Let’s Bring the (Soon to Be Former) Oakland A’s to Downtown Dallas

| 4 days ago

Yesterday, the Oakland A’s announced that they will start exploring relocating to a new city, with the blessing of Major League Baseball. Today, coincidentally (or maybe not???), I am wearing a baseball cap. It is a Mavericks cap, but still. In any event, that means I am in the right headspace [broad wink to camera] to make this argument:

Dallas should make an offer to bring the A’s to a new stadium in downtown Dallas.

I can’t find the issue, and I don’t think it ran online, but a few years ago we pitched the idea of Dallas bringing a National League team to town. Specifically, to the site of the former Reunion Arena, still unoccupied at this time. It is an even better spot for a stadium now, accessible by train and trolley and truck (or car—just wanted to hit the alliteration), and certainly walkable. In terms of pedestrians, it’s not quite as great as it would have been when the city kicked the tires on trying to lure the Rangers to the Farmers Market in the early 1990s. But I can tell you, as someone well familiar with walking around this city, it’s eminently doable, if not 100-percent convenient. You’d get used to it.

But wait, Zac, you’re yelling to a screen, not thinking that only Amazon and the feds are listening. The Rangers are already here. OK, but are they really? Here? They’re in Arlington, and while it is known by some as “the Paris of I-30,” it is not Dallas. And Arlington has always had a chip on its shoulder about people thinking the Rangers (and Cowboys) belonged to Dallas. So, OK, fine, they can have the Rangers. (We will still keep our hold on the Cowboys, because we can. It’s pretty effortless.)

I mean, what have the Rangers ever given us, but heartbreak? What is your best memory? Almost winning a couple of World Series a decade ago? Rougie Odor punching the soul out of that guy? Nothing we can’t leave behind. Imagine knocking off for the day—in this example you work downtown, obviously—and walking over to the ballpark for a few innings and a couple of beers? Pretty great.

I don’t need payment. Just a standing ovation during the seventh inning of every game by the Dallas A’s in perpetuity.

=== Extracted material ===
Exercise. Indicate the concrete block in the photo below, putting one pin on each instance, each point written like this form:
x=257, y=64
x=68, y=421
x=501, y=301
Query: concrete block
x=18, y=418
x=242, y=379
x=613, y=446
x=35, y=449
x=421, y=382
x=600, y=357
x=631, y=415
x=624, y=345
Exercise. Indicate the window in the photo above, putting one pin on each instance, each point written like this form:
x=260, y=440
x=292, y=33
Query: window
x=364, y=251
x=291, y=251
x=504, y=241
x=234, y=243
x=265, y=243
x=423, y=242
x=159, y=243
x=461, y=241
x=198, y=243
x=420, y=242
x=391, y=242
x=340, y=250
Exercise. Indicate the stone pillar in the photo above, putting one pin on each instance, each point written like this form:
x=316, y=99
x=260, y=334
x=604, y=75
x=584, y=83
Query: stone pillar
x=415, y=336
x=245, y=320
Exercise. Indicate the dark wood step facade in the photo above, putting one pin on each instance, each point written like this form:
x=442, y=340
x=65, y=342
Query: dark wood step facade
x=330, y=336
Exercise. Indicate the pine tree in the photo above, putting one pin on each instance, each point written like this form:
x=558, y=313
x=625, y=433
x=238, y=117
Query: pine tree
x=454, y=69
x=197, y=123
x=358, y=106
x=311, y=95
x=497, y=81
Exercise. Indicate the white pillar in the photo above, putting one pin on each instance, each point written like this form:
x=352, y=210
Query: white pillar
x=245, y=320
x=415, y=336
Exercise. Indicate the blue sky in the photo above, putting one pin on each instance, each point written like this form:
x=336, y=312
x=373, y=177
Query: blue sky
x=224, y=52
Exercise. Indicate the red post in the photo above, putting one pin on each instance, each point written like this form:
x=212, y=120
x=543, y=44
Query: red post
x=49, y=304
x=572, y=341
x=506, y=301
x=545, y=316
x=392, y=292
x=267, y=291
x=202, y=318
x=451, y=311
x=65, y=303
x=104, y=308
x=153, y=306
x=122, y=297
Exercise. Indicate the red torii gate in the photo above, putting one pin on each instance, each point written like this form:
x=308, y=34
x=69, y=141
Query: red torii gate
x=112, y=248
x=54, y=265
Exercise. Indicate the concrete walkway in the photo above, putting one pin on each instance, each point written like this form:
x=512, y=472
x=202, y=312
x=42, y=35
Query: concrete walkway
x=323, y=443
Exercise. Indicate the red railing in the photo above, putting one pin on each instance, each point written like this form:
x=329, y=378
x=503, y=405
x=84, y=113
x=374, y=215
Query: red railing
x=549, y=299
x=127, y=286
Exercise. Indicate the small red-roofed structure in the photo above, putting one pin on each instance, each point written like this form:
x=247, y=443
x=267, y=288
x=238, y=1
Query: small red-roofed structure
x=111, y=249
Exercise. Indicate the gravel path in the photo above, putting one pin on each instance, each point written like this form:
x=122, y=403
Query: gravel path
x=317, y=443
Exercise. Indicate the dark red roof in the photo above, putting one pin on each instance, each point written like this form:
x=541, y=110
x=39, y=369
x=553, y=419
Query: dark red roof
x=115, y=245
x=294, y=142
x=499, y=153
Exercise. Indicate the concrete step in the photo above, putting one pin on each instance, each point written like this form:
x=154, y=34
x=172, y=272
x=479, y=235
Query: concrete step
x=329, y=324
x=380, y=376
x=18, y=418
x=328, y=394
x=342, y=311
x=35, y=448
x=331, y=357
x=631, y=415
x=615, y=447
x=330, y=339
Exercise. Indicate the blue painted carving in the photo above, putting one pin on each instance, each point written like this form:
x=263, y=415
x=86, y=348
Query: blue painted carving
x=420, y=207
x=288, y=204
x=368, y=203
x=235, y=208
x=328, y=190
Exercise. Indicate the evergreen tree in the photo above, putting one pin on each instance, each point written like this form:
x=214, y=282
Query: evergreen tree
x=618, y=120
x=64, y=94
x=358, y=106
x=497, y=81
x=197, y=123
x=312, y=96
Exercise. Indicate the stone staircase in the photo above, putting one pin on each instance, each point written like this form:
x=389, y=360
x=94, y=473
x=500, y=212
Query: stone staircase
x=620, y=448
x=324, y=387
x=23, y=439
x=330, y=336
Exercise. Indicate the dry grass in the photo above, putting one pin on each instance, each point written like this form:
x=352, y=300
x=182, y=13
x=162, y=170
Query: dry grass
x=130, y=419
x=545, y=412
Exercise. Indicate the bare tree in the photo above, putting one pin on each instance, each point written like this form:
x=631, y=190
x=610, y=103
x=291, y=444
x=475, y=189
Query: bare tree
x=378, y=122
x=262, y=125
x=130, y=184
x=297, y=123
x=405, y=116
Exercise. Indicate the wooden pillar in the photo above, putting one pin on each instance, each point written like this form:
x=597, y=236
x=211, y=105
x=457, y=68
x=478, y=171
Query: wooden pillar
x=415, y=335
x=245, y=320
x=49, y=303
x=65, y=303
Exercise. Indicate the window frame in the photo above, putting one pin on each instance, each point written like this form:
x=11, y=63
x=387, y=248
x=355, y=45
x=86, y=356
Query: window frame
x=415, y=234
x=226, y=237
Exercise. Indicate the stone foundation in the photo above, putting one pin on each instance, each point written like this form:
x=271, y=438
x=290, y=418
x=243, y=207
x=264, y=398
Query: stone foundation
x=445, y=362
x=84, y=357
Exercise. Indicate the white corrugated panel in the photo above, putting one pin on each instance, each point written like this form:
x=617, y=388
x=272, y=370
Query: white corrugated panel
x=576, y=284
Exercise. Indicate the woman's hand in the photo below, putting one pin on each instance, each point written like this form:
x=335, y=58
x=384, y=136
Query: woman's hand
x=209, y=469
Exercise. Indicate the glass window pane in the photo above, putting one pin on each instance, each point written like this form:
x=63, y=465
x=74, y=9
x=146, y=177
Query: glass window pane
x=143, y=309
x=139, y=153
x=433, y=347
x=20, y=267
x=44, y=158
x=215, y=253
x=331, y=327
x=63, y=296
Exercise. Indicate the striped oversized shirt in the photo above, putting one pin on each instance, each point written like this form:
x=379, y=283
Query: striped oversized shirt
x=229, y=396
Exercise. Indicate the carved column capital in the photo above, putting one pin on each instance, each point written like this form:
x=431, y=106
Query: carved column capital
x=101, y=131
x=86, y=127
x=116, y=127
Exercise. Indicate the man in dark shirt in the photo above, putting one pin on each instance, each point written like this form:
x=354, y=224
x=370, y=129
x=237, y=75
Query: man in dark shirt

=== About this task ===
In the Oakland A’s column, update the passage starting at "Yesterday, the Oakland" and ending at "in downtown Dallas." so that every "cap" reads "hat", and give that passage again.

=== Task solution ===
Yesterday, the Oakland A’s announced that they will start exploring relocating to a new city, with the blessing of Major League Baseball. Today, coincidentally (or maybe not???), I am wearing a baseball hat. It is a Mavericks hat, but still. In any event, that means I am in the right headspace [broad wink to camera] to make this argument:

Dallas should make an offer to bring the A’s to a new stadium in downtown Dallas.